> _DIRECTIONS_: Locate each line below that contains the word "building", and copy every such line.

> _MATERIAL FOR THIS EXERCISE_:
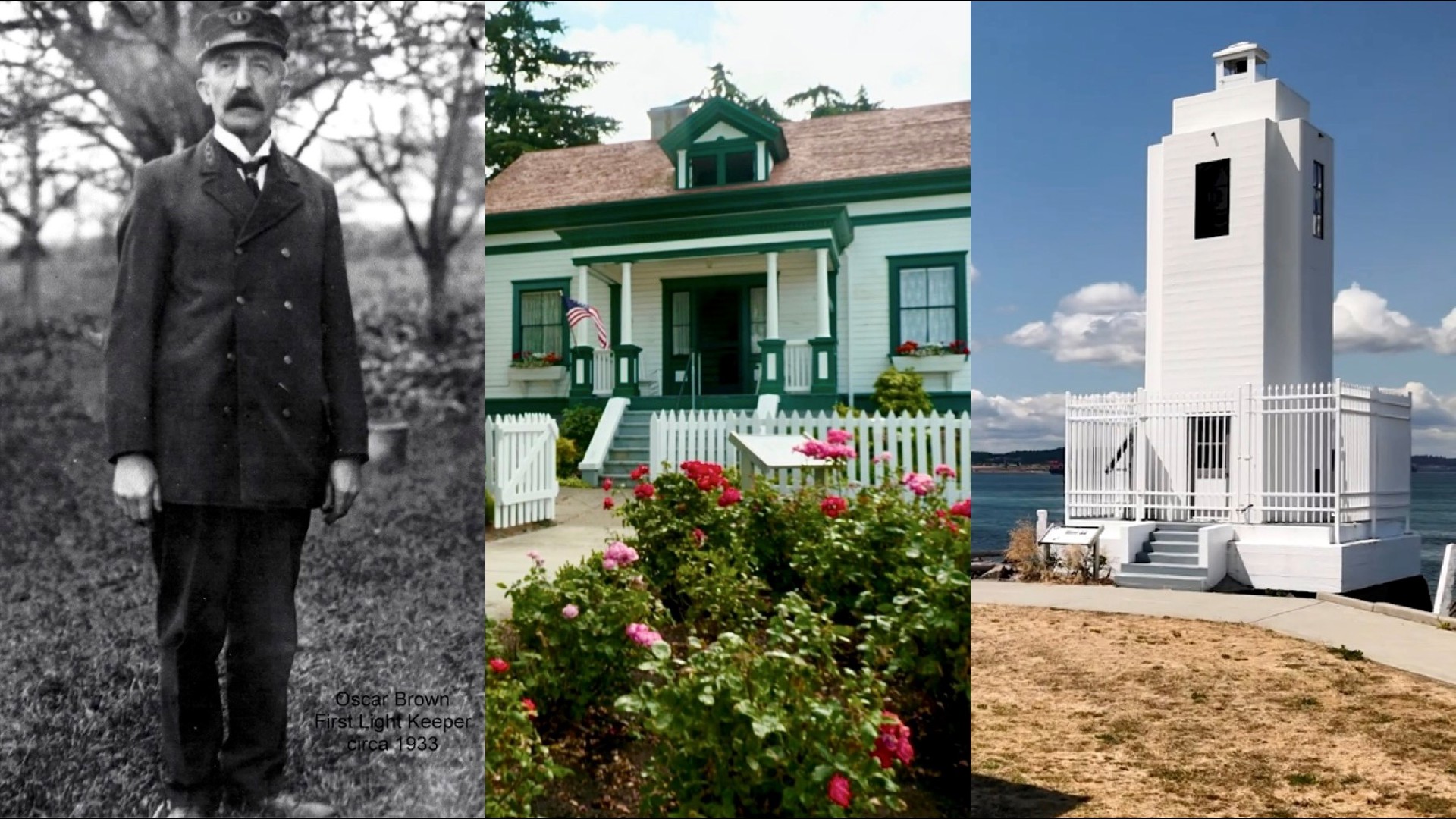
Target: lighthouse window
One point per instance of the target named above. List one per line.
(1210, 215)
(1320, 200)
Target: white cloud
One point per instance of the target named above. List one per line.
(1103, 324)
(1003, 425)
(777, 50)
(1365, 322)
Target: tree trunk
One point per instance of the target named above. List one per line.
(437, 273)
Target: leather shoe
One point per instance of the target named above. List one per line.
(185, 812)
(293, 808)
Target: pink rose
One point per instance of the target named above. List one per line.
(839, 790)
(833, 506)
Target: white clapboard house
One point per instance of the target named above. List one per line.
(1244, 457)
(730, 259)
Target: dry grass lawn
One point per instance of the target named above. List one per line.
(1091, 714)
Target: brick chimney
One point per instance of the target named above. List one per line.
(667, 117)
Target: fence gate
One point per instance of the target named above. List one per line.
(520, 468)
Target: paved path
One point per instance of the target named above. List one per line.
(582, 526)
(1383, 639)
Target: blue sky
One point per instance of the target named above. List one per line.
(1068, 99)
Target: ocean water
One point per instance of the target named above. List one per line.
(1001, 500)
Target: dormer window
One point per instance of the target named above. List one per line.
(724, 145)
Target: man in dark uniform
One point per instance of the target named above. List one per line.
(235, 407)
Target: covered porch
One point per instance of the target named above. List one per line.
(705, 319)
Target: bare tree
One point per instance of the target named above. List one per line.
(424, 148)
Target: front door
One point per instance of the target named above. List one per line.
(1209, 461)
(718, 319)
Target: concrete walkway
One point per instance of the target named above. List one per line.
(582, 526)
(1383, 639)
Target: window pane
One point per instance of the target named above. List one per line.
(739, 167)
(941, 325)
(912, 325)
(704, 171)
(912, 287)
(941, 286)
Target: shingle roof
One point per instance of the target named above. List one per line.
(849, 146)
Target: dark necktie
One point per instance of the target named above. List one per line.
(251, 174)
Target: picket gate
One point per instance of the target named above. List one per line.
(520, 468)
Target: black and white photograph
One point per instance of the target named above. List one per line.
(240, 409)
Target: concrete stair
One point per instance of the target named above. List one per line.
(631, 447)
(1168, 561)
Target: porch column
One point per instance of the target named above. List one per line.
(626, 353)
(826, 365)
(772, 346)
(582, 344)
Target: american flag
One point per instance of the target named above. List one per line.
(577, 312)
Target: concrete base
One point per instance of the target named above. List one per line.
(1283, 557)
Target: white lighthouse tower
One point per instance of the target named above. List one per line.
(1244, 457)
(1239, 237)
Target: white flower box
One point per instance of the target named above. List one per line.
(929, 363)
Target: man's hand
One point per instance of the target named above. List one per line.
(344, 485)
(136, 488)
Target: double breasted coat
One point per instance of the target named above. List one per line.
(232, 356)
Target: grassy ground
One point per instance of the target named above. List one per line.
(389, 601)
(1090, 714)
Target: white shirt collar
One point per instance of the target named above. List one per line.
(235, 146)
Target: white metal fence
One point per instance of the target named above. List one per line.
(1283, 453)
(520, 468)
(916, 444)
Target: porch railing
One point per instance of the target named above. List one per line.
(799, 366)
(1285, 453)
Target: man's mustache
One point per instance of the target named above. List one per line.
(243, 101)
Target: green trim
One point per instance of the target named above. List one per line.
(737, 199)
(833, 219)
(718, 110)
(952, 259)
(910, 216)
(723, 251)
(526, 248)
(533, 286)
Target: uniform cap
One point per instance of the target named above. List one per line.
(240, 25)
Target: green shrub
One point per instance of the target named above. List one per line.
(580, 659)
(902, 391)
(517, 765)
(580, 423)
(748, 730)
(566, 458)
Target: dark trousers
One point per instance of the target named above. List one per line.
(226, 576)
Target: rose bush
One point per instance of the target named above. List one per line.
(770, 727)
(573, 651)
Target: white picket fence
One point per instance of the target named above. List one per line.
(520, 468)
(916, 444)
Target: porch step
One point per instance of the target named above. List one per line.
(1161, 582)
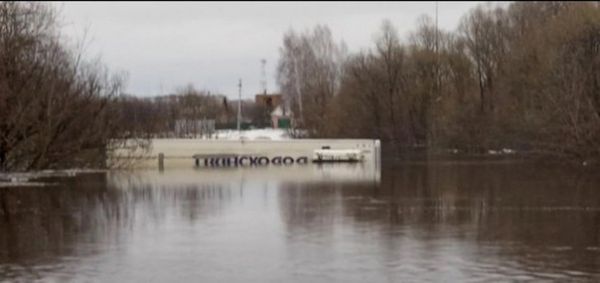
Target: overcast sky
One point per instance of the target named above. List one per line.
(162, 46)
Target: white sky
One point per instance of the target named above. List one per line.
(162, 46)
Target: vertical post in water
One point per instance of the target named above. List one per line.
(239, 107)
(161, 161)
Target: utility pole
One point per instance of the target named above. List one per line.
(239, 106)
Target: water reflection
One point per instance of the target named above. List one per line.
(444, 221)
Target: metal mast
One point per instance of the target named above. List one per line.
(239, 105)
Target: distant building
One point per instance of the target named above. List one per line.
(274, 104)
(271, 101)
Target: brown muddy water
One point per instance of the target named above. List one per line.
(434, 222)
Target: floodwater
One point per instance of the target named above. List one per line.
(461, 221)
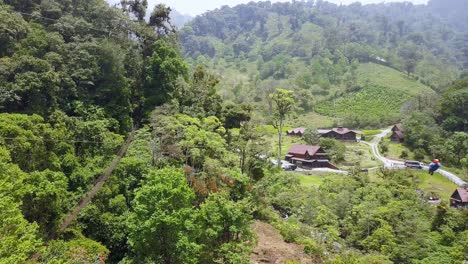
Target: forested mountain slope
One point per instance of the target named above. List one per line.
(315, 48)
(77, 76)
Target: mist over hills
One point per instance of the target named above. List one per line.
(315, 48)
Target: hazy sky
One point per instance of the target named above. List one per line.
--
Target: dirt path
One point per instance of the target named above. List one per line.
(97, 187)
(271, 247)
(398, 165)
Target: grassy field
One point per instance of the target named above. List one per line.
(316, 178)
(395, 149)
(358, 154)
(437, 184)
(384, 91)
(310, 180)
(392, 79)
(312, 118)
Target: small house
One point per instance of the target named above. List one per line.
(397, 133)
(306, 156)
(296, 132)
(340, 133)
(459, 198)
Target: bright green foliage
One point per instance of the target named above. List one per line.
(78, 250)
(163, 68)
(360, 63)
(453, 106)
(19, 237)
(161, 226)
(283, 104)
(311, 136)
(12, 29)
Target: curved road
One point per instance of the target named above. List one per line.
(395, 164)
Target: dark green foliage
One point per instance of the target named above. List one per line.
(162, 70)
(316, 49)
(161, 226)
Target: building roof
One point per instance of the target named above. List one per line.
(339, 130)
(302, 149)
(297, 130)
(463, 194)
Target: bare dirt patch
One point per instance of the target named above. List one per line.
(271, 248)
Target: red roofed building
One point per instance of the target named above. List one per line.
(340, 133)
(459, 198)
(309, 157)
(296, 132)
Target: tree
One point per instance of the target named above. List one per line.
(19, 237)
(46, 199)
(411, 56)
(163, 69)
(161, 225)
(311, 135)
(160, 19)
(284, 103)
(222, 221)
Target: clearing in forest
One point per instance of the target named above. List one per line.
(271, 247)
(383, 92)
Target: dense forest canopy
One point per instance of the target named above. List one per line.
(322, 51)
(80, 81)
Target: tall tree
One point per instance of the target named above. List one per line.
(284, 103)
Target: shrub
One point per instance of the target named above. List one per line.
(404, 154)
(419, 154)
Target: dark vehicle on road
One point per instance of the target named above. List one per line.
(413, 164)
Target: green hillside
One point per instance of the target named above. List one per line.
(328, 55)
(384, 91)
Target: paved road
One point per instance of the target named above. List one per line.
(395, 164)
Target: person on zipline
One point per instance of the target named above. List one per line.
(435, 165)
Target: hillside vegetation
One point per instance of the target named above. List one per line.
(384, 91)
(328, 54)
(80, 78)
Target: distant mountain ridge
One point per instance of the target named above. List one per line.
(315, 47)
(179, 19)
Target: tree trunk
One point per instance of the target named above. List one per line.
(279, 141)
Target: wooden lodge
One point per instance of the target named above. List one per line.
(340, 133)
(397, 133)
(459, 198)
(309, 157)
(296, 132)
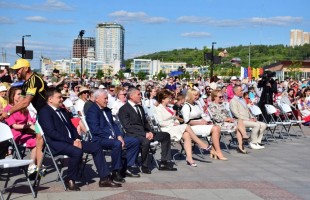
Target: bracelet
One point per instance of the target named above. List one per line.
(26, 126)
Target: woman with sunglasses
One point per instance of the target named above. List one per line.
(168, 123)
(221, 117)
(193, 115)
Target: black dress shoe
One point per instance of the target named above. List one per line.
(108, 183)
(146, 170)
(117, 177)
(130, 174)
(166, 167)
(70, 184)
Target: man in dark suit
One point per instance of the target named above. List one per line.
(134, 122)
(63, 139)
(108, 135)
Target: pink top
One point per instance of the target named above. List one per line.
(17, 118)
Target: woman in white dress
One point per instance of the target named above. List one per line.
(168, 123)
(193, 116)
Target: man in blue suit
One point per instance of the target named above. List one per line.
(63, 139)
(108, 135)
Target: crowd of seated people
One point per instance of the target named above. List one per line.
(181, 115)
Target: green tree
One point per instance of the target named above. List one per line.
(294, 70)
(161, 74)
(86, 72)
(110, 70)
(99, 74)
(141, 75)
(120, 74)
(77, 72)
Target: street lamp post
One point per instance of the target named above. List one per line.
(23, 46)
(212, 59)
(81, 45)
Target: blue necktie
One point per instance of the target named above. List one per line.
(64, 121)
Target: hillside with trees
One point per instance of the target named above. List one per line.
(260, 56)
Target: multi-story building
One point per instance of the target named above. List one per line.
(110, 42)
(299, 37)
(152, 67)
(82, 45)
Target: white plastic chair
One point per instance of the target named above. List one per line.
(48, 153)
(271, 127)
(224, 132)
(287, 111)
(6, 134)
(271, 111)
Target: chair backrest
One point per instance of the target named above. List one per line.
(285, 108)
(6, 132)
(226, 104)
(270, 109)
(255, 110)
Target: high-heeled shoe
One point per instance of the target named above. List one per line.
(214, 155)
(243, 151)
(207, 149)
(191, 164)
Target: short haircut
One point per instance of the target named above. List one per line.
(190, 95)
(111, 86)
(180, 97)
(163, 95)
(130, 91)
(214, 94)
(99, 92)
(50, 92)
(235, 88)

> _FINAL ANSWER_:
Target: distant building
Target: building roof
Target: red roofed building
Target: multi-story building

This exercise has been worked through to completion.